» **Given instruction**: Copy out, character for character, the records below from their first line through the line containing "(1005, 465)", including both of those lines.

» **Given records**:
....

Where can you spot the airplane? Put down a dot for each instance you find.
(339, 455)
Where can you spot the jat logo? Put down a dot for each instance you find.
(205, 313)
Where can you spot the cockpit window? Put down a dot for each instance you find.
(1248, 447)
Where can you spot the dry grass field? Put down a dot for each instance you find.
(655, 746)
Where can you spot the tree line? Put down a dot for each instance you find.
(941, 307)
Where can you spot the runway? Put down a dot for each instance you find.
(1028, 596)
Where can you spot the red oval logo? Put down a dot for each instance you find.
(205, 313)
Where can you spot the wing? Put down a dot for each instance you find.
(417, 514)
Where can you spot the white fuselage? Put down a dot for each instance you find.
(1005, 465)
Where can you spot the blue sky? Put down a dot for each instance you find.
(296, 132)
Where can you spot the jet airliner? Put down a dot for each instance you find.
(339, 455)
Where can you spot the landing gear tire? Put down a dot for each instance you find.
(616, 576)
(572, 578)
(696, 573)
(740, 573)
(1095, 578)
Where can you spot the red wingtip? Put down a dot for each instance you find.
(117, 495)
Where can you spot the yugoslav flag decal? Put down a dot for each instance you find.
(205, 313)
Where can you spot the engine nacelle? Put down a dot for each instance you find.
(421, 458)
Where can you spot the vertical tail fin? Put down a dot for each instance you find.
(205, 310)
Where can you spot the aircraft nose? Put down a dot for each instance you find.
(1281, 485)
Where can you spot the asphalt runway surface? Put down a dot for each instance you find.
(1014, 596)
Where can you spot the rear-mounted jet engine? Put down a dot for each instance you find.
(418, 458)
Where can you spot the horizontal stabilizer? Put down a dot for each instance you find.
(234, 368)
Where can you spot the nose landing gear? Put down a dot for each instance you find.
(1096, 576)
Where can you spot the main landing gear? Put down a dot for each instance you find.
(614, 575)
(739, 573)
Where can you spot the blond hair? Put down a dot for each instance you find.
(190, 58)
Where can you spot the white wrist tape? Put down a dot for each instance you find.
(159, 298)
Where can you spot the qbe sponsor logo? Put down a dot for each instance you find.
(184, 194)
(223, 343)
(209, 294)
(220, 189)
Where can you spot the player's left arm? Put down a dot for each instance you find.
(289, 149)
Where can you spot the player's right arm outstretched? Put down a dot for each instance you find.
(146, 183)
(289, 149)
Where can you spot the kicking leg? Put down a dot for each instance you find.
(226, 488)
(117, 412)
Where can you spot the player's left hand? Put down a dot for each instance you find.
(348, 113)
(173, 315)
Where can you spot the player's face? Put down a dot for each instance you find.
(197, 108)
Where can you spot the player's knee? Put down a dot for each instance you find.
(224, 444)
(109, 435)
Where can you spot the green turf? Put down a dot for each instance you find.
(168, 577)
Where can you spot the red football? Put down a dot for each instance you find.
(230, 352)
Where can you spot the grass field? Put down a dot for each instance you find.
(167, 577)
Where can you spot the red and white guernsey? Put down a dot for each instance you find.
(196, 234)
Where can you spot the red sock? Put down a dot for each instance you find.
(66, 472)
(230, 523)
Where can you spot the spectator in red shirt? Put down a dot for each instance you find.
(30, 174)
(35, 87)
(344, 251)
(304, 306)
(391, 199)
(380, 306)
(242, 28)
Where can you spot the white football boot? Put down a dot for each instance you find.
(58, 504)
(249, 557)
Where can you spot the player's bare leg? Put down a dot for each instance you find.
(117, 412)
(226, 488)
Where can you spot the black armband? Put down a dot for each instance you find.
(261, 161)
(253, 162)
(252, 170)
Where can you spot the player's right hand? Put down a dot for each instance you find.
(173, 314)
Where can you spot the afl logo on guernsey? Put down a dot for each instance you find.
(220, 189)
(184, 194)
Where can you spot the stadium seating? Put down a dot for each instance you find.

....

» **Output below**:
Where can you spot the airplane? Put down a dot for each instance you find.
(339, 455)
Where can you spot the jat logo? Put down a dot for each instance you find.
(205, 313)
Where can you spot the cockpit window? Put down a dot for each instance you find.
(1248, 447)
Where can you spot the dry grass field? Put down a dot for each instance you find.
(655, 746)
Where can you spot the tree line? Put down a dot for each instance you find.
(941, 307)
Where can you spot the runway? Put down a dot for each instance you find.
(1028, 596)
Where can you spot the red oval logo? Put down a dot for each instance you find.
(205, 313)
Where can you spot the wing? Put down a dot for each instance you find.
(417, 514)
Where can you spot the white fuselage? Put down a dot for each instance you find.
(1005, 465)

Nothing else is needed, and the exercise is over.